STORED ROWS:

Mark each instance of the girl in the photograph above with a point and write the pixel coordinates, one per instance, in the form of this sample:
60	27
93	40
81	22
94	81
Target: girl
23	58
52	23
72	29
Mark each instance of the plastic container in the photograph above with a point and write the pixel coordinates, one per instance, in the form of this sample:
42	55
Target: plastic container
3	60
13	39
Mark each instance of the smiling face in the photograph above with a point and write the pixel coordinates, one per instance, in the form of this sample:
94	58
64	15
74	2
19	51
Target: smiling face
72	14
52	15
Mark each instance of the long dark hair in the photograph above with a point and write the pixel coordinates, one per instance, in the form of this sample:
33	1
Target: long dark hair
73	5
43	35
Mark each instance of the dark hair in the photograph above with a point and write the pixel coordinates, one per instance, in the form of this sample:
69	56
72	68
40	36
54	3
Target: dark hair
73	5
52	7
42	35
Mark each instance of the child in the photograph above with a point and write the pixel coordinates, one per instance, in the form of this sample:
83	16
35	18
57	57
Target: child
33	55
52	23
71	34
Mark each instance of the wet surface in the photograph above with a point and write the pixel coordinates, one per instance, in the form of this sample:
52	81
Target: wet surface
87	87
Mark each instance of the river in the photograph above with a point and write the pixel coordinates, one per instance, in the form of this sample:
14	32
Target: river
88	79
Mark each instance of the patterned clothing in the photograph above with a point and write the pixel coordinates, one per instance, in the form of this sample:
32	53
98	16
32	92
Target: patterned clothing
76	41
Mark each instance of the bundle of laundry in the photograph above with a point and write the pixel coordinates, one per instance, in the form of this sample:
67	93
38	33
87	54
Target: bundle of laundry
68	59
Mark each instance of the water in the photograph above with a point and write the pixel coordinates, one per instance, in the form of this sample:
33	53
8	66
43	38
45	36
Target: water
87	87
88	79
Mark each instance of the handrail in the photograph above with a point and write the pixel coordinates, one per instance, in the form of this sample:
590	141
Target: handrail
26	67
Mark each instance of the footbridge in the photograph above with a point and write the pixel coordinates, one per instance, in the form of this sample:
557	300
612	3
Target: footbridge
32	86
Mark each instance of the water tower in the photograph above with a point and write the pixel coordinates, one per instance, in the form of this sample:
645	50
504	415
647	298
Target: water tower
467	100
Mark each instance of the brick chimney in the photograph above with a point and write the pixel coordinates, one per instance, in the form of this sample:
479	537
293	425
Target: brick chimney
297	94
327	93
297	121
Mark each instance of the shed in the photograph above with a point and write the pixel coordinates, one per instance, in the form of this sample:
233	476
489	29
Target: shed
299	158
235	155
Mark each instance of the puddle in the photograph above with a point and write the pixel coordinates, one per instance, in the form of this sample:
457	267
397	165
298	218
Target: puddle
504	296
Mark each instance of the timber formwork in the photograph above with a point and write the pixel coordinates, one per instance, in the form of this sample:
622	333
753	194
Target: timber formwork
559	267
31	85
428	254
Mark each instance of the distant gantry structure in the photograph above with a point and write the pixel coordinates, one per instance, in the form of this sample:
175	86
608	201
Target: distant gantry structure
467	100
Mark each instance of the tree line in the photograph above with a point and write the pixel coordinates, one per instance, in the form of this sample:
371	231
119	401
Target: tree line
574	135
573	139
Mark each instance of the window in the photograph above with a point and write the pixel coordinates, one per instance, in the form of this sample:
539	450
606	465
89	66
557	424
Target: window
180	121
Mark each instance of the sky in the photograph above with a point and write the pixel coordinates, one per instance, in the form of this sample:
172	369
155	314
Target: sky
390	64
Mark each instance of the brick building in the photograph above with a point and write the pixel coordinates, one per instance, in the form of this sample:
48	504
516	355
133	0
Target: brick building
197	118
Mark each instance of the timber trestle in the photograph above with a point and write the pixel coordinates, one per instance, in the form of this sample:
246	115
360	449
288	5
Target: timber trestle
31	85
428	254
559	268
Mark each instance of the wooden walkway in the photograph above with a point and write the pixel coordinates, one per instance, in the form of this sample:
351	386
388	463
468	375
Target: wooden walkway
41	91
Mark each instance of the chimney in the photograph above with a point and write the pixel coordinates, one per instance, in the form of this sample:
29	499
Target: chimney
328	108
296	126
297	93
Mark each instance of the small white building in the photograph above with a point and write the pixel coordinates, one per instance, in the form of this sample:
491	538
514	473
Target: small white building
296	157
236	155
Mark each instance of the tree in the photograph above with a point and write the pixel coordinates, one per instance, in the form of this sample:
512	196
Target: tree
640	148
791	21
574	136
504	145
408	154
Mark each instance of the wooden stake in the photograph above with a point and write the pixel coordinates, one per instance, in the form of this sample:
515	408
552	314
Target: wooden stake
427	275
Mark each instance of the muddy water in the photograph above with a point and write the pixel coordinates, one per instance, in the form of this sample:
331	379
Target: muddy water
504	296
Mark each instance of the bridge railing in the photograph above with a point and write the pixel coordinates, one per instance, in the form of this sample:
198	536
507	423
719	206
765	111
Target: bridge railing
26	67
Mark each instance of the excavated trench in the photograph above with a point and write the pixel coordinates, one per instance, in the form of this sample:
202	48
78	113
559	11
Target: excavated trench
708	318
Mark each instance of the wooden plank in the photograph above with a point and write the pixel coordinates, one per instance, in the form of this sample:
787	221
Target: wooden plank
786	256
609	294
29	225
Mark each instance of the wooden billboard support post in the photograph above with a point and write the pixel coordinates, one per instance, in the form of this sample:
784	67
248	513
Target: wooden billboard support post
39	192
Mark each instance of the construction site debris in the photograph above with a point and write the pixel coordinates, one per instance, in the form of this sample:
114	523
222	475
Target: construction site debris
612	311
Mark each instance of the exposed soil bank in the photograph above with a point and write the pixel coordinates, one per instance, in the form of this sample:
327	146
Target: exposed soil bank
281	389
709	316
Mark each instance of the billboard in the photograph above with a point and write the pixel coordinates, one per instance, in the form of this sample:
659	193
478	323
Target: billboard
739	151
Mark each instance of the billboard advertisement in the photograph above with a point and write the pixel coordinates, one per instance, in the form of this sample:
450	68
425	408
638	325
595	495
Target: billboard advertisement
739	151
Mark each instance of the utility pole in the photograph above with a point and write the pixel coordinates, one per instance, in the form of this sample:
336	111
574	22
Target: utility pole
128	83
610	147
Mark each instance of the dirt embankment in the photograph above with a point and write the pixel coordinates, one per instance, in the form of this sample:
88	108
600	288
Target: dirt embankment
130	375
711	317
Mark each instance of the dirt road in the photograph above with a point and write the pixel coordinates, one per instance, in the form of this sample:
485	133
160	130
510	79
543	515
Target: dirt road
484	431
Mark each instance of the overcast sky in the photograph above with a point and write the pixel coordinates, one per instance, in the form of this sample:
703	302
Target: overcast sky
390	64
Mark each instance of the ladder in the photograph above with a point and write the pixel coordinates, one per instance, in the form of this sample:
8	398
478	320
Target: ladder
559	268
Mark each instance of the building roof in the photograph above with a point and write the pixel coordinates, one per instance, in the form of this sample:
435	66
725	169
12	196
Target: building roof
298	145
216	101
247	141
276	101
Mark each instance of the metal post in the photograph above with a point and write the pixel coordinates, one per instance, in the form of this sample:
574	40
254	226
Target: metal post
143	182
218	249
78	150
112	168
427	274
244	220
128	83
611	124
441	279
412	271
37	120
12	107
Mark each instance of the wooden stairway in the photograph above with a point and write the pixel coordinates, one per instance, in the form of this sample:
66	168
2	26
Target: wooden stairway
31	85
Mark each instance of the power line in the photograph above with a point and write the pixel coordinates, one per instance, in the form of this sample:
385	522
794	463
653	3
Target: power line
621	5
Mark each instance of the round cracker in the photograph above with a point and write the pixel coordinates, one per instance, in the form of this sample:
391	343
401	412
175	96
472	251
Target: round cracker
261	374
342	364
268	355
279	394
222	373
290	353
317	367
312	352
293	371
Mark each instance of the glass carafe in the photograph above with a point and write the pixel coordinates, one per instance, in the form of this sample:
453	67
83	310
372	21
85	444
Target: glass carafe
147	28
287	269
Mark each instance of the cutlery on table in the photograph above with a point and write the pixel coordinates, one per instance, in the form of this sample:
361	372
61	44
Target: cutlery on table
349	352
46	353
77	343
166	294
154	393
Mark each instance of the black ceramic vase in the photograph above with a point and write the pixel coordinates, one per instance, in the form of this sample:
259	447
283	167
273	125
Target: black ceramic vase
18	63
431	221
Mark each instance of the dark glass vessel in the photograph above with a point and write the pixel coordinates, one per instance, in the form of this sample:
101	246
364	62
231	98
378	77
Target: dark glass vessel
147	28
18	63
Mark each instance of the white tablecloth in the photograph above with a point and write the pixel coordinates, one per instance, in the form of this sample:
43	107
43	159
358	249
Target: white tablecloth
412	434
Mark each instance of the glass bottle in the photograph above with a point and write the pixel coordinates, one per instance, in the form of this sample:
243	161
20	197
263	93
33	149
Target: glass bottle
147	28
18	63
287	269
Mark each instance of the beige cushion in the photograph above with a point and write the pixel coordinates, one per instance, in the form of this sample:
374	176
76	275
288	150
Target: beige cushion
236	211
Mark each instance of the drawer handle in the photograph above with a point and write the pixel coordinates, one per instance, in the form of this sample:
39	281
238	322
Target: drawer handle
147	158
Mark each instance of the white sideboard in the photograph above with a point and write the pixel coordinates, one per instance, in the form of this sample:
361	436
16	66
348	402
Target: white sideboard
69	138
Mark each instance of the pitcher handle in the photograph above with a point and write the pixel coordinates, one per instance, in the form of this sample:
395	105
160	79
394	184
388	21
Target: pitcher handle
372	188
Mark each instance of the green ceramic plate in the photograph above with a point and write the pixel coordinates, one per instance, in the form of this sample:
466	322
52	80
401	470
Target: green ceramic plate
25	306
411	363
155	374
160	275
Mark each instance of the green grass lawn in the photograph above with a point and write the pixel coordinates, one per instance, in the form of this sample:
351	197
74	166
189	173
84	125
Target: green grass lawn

WHAT YOU NEED TO DO: Every line from the one containing "Mark each instance of the white sideboard" through the last line must be copied exactly; leave out the rest.

THE ANSWER:
Mark each instance of the white sideboard in the photograph above with a point and write the pixel coordinates, one per instance, in the form of this sample:
361	436
16	66
348	402
Target: white sideboard
69	138
Mark each instance of the pitcher handle in the photograph above with a point and write the pixel coordinates, one per instance, in the form of this sample:
395	105
160	79
394	184
388	21
Target: pitcher handle
372	188
Mark each instance of the green ceramic plate in the photograph above with a point and write the pixel coordinates, one per instance, in the form of this sample:
466	322
52	80
401	470
Target: green ceramic plate
25	306
411	363
155	374
160	275
Mark each instance of the green grass lawn in the photograph above with a point and write the pixel coordinates, one per instance, in the form of this sample:
351	197
74	166
189	173
84	125
Target: green grass lawn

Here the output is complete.